== PASSAGE PROVIDED ==
Introduction

Because of seismic performance [1], mechanical strength, and sound hydrothermal comfort [2], wooden buildings were widely constructed in numerous countries and in many different areas. After the Japanese government colonized Taiwan from 1895 to 1945, many wooden structures remained for a long time, such as temples, shrines, and residences. Therefore, there are still many wooden buildings in Taiwan. In addition, this even seems an essential characteristic of the historical buildings of Taiwan. Typically, these wooden buildings and the timber have a high fire load and low fire resistance rating. They tend to be readily ignited by electrical sparks, arcs, hot objects, hot surfaces, friction, radiant heat, chemical reactions, and other unregulated heat sources and combust [3,4,5]. Moreover, when wooden buildings are on fire, wood-based materials undergo pyrolysis and charring, weakening mechanical properties and forming cracks [6,7,8,9]; the fire rapidly gathers momentum, which can result in casualties and further damage to surrounding properties [10].

At the beginning of a fire investigation, it is necessary to adopt a scientific approach, i.e., “the systematic pursuit of knowledge involving the recognition and formulation of a problem, the collection of data through observation and experiment, and the formulation and testing of a hypothesis” [11]. There are seven steps involved in this modern iterative process: to recognize the need, define the problem, collect data, analyze the data, develop a working hypothesis, test the working hypothesis, and reach conclusions or offer opinions [12].

Thus, before speculating on the origin and possible causes of a fire, fire investigators must carefully observe the burning conditions and collect the potential sources, such as those statements made by witnesses and residents and CCTV images, along with any other available data. Relatively complete data analysis is often sufficient to reveal a fire’s origin, causes, or developmental path [12].

Yet, there are rare situations in which investigators are unable to conclusively determine the origin of a fire, because of some unique factors, such as prolonged combustion or some combustible object overload, leading to a large explosion that completely destroys the fire scene. In such events, even with a fully equipped laboratory, fire investigators may not be able to find the correct combustion traces or the evidence of residual ash they need.

== WHAT THIS EXERCISE ASKS ==
1. In the records, rewrite everything from the line containing "the building facade" down to the end of the records, changing "tram" to "streetcar" at every occurrence and leaving all else as it stands. Omit the pictures from your answer.
2. Give the next part of the passage on fire investigation in Taiwan's wooden buildings, beginning right after its last sentence.

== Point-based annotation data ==
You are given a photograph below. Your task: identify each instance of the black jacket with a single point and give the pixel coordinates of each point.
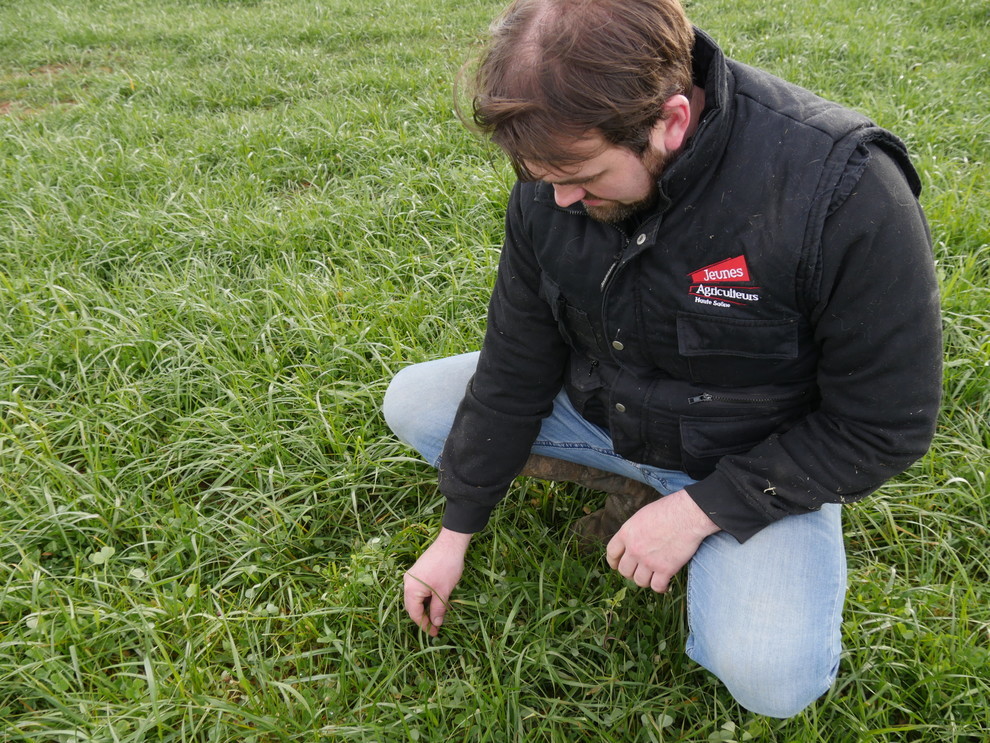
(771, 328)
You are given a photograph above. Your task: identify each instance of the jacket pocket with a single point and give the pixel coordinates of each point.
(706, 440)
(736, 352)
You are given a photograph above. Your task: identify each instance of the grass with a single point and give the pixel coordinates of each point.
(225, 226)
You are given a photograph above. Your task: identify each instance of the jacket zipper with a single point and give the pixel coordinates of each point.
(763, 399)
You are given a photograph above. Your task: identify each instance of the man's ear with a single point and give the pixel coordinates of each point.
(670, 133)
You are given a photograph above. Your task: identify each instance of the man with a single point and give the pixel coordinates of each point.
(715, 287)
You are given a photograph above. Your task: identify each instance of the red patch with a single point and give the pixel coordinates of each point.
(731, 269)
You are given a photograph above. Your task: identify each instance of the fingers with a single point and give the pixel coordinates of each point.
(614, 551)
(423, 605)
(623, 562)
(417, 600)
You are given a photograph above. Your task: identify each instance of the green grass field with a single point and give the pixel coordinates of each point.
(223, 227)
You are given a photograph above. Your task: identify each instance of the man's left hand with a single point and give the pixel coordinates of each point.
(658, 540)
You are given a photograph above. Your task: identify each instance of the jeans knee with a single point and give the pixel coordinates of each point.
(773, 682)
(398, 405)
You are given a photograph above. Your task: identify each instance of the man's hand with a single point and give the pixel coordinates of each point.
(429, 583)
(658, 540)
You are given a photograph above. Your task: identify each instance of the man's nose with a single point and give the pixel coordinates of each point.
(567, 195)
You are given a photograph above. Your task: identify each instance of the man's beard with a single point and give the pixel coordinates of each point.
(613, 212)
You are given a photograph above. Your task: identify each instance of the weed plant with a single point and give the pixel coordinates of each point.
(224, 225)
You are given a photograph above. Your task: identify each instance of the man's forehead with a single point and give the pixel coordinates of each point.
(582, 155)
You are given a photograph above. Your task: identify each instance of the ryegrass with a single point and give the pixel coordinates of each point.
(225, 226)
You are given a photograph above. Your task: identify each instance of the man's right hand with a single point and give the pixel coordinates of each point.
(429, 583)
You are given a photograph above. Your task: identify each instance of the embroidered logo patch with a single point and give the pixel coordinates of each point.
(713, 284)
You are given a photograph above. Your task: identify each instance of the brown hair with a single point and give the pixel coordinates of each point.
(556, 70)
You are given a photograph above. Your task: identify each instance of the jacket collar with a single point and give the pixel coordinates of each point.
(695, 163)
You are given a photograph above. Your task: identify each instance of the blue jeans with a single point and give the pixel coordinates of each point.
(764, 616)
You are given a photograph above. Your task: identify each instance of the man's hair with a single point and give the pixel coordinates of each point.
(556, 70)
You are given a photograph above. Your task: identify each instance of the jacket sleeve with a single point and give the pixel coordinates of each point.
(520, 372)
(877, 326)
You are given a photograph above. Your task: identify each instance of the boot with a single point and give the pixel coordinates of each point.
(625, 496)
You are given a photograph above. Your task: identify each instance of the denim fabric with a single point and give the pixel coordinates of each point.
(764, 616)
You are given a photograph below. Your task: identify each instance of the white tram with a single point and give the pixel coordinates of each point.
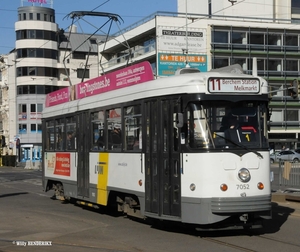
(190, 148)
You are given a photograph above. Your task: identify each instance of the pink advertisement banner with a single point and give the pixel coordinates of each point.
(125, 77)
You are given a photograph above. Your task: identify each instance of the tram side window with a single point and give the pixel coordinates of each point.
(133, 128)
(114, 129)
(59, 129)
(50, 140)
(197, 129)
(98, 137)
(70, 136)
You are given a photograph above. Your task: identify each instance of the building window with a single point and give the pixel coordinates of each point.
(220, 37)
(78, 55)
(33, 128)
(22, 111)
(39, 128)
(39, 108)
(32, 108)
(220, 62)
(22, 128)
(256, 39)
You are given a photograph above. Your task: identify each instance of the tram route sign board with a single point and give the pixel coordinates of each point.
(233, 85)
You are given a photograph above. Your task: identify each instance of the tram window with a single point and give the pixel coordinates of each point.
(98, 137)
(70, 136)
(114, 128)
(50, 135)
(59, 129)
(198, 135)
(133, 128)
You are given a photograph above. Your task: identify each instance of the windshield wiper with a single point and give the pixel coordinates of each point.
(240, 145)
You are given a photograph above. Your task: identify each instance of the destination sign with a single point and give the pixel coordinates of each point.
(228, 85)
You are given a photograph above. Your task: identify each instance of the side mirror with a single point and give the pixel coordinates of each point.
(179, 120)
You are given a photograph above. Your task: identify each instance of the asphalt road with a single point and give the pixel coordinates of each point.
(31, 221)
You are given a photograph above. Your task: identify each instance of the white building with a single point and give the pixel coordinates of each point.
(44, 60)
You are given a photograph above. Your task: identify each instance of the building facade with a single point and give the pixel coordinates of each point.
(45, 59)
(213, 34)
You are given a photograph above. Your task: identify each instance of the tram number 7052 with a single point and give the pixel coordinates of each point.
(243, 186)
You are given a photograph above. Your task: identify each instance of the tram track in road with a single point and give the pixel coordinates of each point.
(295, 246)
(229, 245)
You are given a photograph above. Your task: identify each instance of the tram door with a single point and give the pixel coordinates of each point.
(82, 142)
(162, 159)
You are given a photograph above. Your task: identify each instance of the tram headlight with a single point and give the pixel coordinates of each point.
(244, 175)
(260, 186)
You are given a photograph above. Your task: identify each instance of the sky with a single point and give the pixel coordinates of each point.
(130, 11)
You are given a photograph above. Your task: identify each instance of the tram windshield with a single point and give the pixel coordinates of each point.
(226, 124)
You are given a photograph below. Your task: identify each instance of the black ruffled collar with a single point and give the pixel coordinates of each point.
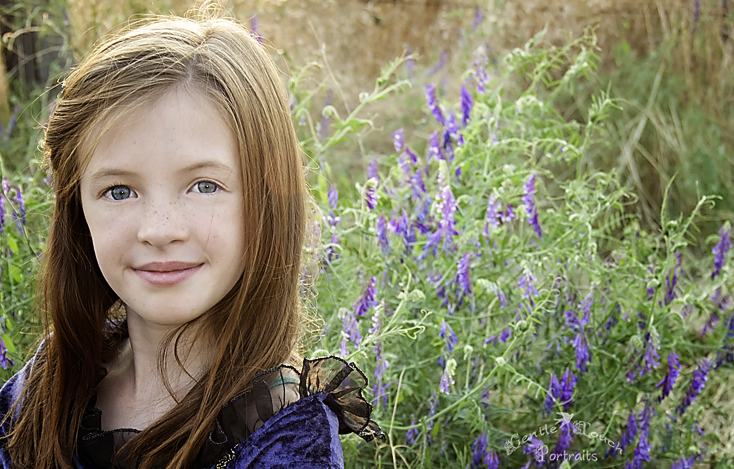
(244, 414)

== ANSWERS PER TASK ==
1.
You are given a photograph above. Your task: identify each instance of the building facade with a single point and give the pixel coordinates of each point.
(45, 59)
(213, 34)
You are given a photograph above. Your task: identify each instance of the streetcar number 7052 with a single point and give the pixel coordinates of each point.
(243, 186)
You are given a photograph above. Your task: identify each instance of the streetcar track in road with a single point and give the pixel coordinates of each point.
(295, 246)
(229, 245)
You are given a photograph above. Your task: identify each instance of the streetcar door with a single point and give the pixel coordinates of each point.
(82, 142)
(162, 159)
You are given a photograph above. Your task: identify each instance of the streetcar headlight with a single point and give the pixel coordinates of each point.
(244, 175)
(260, 186)
You are given a photograph above. Your task: identify each instance of the sky with a single point and give the pixel coordinates of each point.
(130, 11)
You are given a photograph above. Your task: identify each instance of the streetcar windshield with a single point and give the pixel coordinates of each point.
(226, 124)
You are given a photograph below. Your task: identify each instance of the black ruffled collar with a single point and give the pixel coordinates of each point.
(244, 414)

2.
As for indeterminate conditions, an alternative that was not made available in the past is now considered. Fire simulation programs, such as the fire dynamics simulator (FDS) and Smokeview (SMV), are powerful tools for modeling fire situations, to reveal useful data for fire investigators. These data can be compared to witness and resident statements and combined with combustion conditions and other available images to better validate the investigation into the cause of fire motivated by pure supposition.

On May 02, 2012, a severe fire broke out in Chiayi City, Taiwan. The roofs of those wooden buildings that were repaired and built of some partial asbestos shingles and iron sheets at an earlier time burst into flames. Fire investigators collected witness and resident statements about the flow of smoke from the upper floor of building B; interviewers described the sound of an explosion, from the direction of building B. There was no smoke or fire in building A early in the fire. CCTV equipment installed in building A showed that initially no fire or smoke had appeared on building A’s second floor or stairway. Because of these statements and images, fire investigators concluded that the gap between buildings A and B was not the first ignition place.

Although there is still a possibility that the fire began in the gap between the two buildings, FDS can be used to investigate this possibility better. This study used FDS to reconstruct the 2012 fire disaster in Chiayi City, Taiwan, because this technique can provide valuable simulation data through which the initial fire location and smoke flow dynamics can be validated to ascertain whether this can remain consistent with the witness statements and the fire reports [13].

Fire report preliminary summary

Buildings A and B were fashion clothing shops and both caught fire on May 02, 2012 in Chiayi City, Taiwan. Furthermore, the ambient temperature was 302.95 K and the characters of these two buildings are described as follows [13].

Ambient environmental conditions

The ambient temperature and humidity were 302.95 K and 69%, respectively.

Characteristics of building A

This was a two-story wooden building that was partially covered with asbestos roof shingles and iron sheets, but the wall on the second floor, next to building B, was built of wood. The roof of this building was higher than that of building B by 28.0 cm. The distance between these two buildings on the second floor was 34.0 cm.

Characteristics of building B

It was a three-story wooden building that was also partially covered with asbestos roof shingles and iron sheets. The walls on the second and third floors closest to building A were made of asbestos roof shingle. From the ground, the height of the third floor was 520 cm.

Although both buildings were primarily wooden, parts were once repaired using asbestos roof shingles and iron sheets. Furthermore, the wall of building A was made of wood, whereas building B was made of asbestos roof shingles. In this research, the investigation was made explicitly into the distance measuring a 34.0 cm gap between the two buildings.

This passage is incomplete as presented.